• To do
Arrange the stretch of data from the line containing "target | car door" through the line containing "<point>1245,456</point>", both included, as a numbered list with blank lines left out.

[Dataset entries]
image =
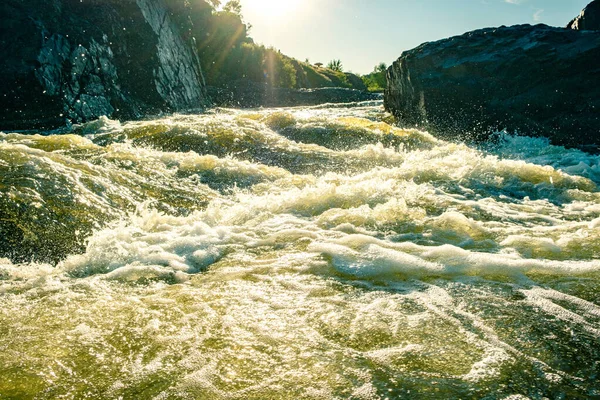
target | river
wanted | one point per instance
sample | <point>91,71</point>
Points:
<point>298,253</point>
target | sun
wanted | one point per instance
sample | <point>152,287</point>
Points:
<point>271,8</point>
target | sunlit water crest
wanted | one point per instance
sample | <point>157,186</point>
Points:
<point>302,253</point>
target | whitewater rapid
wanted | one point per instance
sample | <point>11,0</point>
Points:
<point>299,253</point>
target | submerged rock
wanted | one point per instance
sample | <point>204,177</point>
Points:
<point>67,61</point>
<point>589,19</point>
<point>535,80</point>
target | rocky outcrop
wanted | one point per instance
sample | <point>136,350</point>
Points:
<point>246,94</point>
<point>535,80</point>
<point>589,19</point>
<point>67,61</point>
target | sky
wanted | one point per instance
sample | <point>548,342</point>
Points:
<point>363,33</point>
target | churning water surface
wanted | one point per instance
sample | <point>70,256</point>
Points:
<point>301,253</point>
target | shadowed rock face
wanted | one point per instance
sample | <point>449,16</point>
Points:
<point>69,61</point>
<point>589,19</point>
<point>536,80</point>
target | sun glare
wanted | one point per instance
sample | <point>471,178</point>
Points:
<point>272,8</point>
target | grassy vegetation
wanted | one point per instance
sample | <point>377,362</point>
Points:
<point>228,53</point>
<point>376,80</point>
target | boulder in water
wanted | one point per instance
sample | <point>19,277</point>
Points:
<point>69,61</point>
<point>535,80</point>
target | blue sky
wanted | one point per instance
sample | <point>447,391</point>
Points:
<point>363,33</point>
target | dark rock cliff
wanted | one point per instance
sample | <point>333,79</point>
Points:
<point>68,61</point>
<point>589,19</point>
<point>535,80</point>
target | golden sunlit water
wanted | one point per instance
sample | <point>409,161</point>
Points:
<point>302,253</point>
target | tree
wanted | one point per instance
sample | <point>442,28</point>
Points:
<point>381,67</point>
<point>335,65</point>
<point>234,7</point>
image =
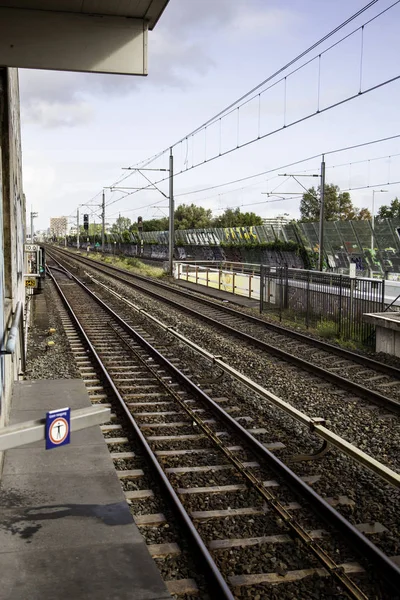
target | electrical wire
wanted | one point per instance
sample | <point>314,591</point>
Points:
<point>224,112</point>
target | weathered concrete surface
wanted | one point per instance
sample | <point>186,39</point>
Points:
<point>387,331</point>
<point>12,228</point>
<point>65,527</point>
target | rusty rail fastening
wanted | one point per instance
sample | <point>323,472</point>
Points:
<point>357,540</point>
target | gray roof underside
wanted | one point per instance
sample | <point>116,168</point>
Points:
<point>148,10</point>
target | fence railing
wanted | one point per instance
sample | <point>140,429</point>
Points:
<point>333,304</point>
<point>243,282</point>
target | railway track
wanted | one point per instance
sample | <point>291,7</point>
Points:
<point>364,377</point>
<point>220,476</point>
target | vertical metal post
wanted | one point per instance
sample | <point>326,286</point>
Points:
<point>77,228</point>
<point>322,216</point>
<point>308,300</point>
<point>171,212</point>
<point>340,311</point>
<point>262,283</point>
<point>103,221</point>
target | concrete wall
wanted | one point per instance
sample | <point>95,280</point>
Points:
<point>12,228</point>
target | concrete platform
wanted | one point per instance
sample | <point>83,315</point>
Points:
<point>218,294</point>
<point>65,528</point>
<point>387,331</point>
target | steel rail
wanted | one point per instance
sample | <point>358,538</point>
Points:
<point>315,424</point>
<point>215,578</point>
<point>365,361</point>
<point>357,540</point>
<point>356,388</point>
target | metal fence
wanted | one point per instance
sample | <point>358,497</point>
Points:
<point>332,304</point>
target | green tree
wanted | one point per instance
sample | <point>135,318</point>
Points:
<point>152,225</point>
<point>235,218</point>
<point>338,205</point>
<point>390,212</point>
<point>121,224</point>
<point>192,217</point>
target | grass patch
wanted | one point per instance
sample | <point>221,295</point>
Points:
<point>129,263</point>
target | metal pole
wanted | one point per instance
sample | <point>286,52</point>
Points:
<point>103,221</point>
<point>372,220</point>
<point>321,216</point>
<point>171,213</point>
<point>77,228</point>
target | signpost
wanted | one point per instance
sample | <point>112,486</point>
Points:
<point>31,247</point>
<point>31,281</point>
<point>58,426</point>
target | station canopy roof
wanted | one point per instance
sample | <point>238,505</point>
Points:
<point>108,36</point>
<point>147,10</point>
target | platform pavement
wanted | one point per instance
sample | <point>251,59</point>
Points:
<point>66,531</point>
<point>218,294</point>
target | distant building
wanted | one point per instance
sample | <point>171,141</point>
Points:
<point>58,226</point>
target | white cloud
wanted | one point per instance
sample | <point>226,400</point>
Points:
<point>56,114</point>
<point>178,53</point>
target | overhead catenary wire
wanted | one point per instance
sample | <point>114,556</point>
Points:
<point>270,78</point>
<point>234,104</point>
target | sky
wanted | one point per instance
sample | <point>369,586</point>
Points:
<point>79,130</point>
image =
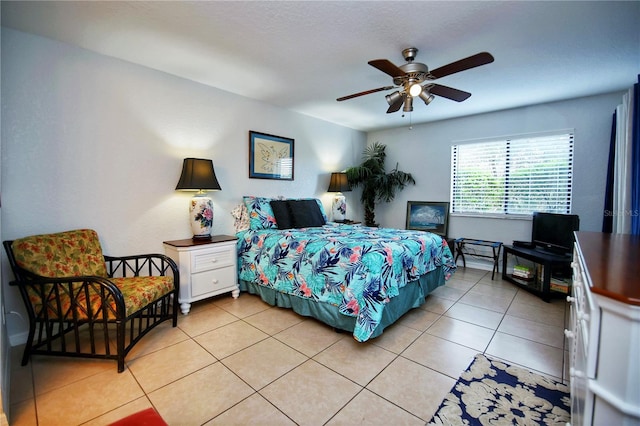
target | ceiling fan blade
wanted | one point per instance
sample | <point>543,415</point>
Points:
<point>387,67</point>
<point>473,61</point>
<point>449,92</point>
<point>366,92</point>
<point>396,105</point>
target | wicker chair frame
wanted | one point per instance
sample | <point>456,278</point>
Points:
<point>66,325</point>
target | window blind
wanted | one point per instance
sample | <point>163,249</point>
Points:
<point>513,176</point>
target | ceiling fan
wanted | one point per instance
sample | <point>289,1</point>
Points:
<point>411,75</point>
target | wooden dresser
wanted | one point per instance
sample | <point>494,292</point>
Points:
<point>604,334</point>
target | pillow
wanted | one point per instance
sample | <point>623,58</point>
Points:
<point>282,213</point>
<point>306,213</point>
<point>260,213</point>
<point>241,218</point>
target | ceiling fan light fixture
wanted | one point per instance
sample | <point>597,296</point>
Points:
<point>393,97</point>
<point>408,104</point>
<point>415,90</point>
<point>426,97</point>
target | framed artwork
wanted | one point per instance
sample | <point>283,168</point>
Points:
<point>431,216</point>
<point>270,156</point>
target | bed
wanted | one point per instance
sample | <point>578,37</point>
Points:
<point>351,277</point>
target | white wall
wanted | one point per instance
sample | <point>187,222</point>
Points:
<point>91,141</point>
<point>425,152</point>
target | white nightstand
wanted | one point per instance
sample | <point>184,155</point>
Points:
<point>207,268</point>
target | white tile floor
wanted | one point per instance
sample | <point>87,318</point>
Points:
<point>245,362</point>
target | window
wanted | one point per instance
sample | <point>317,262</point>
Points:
<point>519,175</point>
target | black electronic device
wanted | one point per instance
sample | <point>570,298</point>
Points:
<point>553,232</point>
<point>524,244</point>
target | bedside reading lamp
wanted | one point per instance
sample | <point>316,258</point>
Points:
<point>198,175</point>
<point>339,184</point>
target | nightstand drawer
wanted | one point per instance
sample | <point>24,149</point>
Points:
<point>211,281</point>
<point>213,258</point>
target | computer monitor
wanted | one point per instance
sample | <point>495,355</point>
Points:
<point>553,232</point>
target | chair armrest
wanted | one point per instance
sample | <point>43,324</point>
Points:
<point>142,265</point>
<point>57,292</point>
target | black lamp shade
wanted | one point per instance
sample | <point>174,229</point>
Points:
<point>339,183</point>
<point>197,174</point>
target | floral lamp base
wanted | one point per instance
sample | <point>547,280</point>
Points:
<point>339,207</point>
<point>201,216</point>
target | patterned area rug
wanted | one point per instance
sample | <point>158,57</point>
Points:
<point>491,392</point>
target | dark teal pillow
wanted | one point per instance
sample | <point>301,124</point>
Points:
<point>282,213</point>
<point>305,213</point>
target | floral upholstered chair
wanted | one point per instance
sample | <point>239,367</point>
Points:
<point>83,303</point>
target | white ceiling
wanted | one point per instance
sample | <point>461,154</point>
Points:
<point>302,55</point>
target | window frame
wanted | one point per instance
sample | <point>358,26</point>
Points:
<point>507,185</point>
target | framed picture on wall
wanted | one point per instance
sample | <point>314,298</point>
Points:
<point>270,156</point>
<point>431,216</point>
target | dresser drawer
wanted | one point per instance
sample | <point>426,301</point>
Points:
<point>213,258</point>
<point>213,281</point>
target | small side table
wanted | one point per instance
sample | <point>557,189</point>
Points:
<point>495,247</point>
<point>207,268</point>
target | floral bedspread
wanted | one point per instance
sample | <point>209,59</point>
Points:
<point>356,268</point>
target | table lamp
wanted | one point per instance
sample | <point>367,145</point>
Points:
<point>339,184</point>
<point>198,175</point>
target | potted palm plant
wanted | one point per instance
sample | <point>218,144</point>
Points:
<point>377,184</point>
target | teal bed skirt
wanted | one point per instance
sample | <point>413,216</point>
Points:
<point>411,296</point>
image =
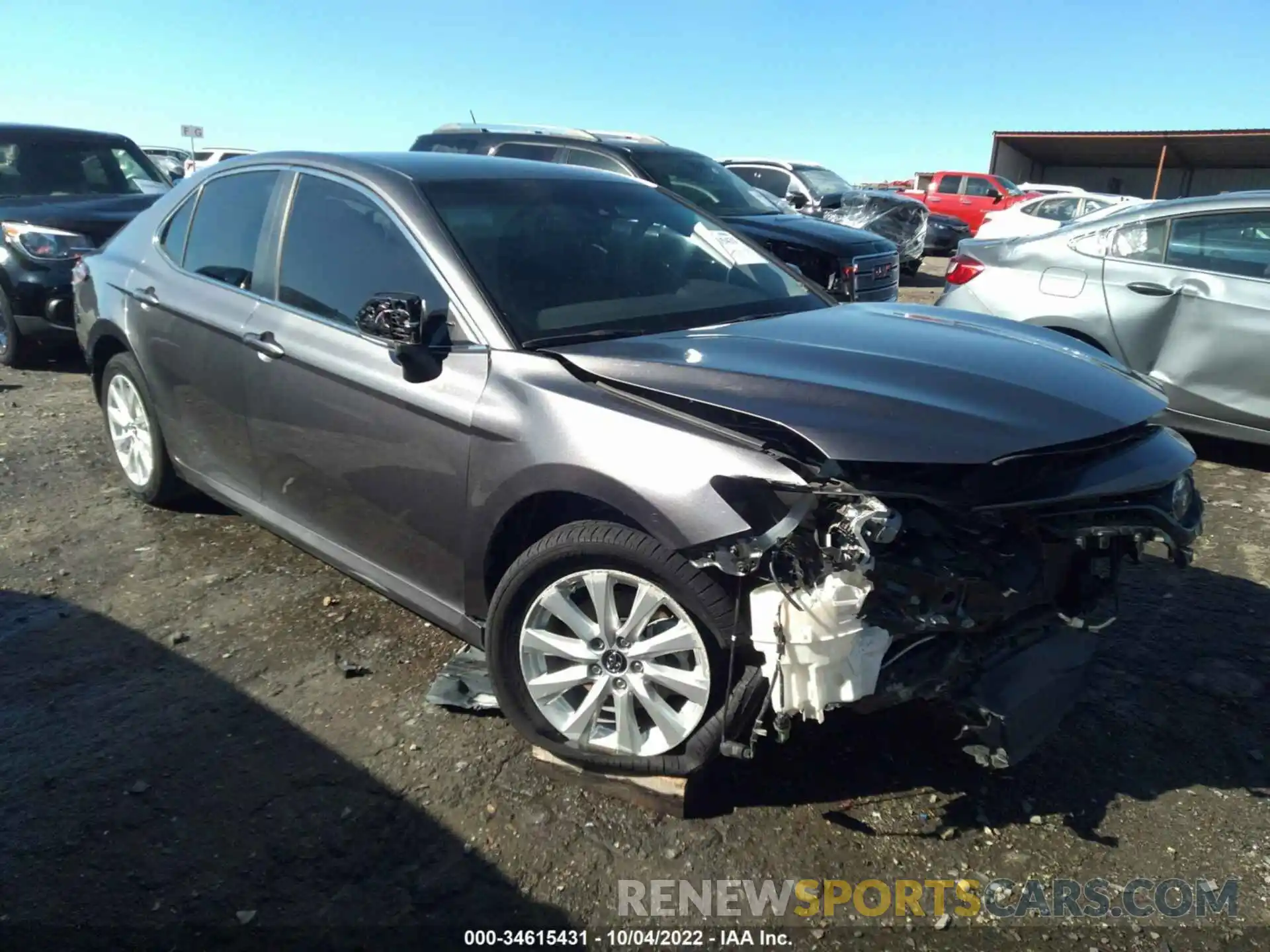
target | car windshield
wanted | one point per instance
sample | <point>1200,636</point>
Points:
<point>54,165</point>
<point>822,182</point>
<point>572,258</point>
<point>1113,211</point>
<point>705,183</point>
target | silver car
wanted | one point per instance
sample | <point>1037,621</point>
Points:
<point>1176,290</point>
<point>671,488</point>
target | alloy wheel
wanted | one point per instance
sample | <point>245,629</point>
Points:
<point>615,664</point>
<point>130,429</point>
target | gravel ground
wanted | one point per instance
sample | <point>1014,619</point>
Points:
<point>186,763</point>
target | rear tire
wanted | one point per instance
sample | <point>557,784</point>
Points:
<point>132,429</point>
<point>618,702</point>
<point>13,347</point>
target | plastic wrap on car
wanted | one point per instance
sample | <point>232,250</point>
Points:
<point>896,218</point>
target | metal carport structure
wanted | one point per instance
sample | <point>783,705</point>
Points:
<point>1147,164</point>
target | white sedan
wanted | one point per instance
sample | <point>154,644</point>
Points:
<point>1046,214</point>
<point>210,157</point>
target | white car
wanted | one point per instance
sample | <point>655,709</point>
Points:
<point>1038,216</point>
<point>1049,188</point>
<point>210,157</point>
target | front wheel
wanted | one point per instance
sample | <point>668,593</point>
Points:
<point>609,651</point>
<point>13,347</point>
<point>132,428</point>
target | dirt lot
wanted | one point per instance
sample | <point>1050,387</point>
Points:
<point>186,764</point>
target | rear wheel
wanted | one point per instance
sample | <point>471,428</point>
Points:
<point>134,432</point>
<point>607,649</point>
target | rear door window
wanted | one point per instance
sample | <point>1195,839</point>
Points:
<point>980,186</point>
<point>226,230</point>
<point>341,249</point>
<point>173,237</point>
<point>1058,208</point>
<point>526,150</point>
<point>1236,244</point>
<point>1140,241</point>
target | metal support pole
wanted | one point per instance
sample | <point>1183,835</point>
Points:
<point>1160,171</point>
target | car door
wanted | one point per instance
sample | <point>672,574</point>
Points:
<point>944,197</point>
<point>976,200</point>
<point>192,298</point>
<point>356,460</point>
<point>1214,353</point>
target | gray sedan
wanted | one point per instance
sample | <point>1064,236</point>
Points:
<point>1177,290</point>
<point>667,484</point>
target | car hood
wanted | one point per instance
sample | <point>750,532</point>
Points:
<point>95,216</point>
<point>810,233</point>
<point>889,382</point>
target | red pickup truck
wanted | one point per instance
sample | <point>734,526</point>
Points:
<point>966,194</point>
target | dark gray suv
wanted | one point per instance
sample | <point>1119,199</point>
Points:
<point>669,487</point>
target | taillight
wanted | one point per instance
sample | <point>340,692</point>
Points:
<point>962,268</point>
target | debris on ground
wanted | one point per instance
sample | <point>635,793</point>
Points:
<point>464,683</point>
<point>352,669</point>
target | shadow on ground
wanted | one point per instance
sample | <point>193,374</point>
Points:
<point>1175,698</point>
<point>922,280</point>
<point>150,805</point>
<point>1245,456</point>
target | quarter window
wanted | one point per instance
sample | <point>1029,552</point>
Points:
<point>1234,244</point>
<point>1140,241</point>
<point>526,150</point>
<point>595,160</point>
<point>341,249</point>
<point>173,239</point>
<point>226,230</point>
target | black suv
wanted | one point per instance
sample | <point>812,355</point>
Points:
<point>851,264</point>
<point>821,192</point>
<point>62,192</point>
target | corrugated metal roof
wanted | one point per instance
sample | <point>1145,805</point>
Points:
<point>1195,149</point>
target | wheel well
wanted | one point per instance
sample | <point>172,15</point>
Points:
<point>532,518</point>
<point>106,347</point>
<point>1083,338</point>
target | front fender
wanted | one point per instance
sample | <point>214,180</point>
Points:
<point>541,429</point>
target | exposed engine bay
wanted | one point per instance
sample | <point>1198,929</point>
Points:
<point>870,600</point>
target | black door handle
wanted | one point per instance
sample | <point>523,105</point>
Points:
<point>265,344</point>
<point>1150,290</point>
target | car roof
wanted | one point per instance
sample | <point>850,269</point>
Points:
<point>58,131</point>
<point>603,141</point>
<point>427,167</point>
<point>788,164</point>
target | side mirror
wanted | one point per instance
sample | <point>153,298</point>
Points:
<point>394,319</point>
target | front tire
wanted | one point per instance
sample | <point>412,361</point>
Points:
<point>610,651</point>
<point>132,429</point>
<point>13,346</point>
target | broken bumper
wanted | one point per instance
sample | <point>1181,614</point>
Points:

• Result of this task
1. target | car door
2. wanted | one point per instance
3. sample | <point>672,574</point>
4. Points:
5. <point>944,197</point>
6. <point>976,200</point>
7. <point>192,298</point>
8. <point>356,460</point>
9. <point>1214,353</point>
10. target | gray sedan
11. wanted | one point per instance
12. sample | <point>1064,236</point>
13. Points:
14. <point>1177,290</point>
15. <point>667,484</point>
16. target | car hood
17. wanted | one point per instance
18. sample | <point>750,532</point>
19. Points:
20. <point>95,216</point>
21. <point>810,233</point>
22. <point>889,382</point>
23. target | red pickup truck
24. wanted | one point per instance
25. sample | <point>734,526</point>
26. Points:
27. <point>966,194</point>
28. target | dark gray suv
29. wanted | one point per instance
30. sample | <point>1119,199</point>
31. Points:
32. <point>669,487</point>
33. target | taillight
34. wanted | one point per instance
35. sample | <point>340,692</point>
36. Points:
37. <point>962,268</point>
38. target | debris on ground
39. wanted | one point per instance
40. sample | <point>635,793</point>
41. Points:
42. <point>464,683</point>
43. <point>352,669</point>
44. target | shadow on ground
45. wanted | one point per instance
46. sample | <point>193,374</point>
47. Points:
48. <point>1175,698</point>
49. <point>922,280</point>
50. <point>150,805</point>
51. <point>1245,456</point>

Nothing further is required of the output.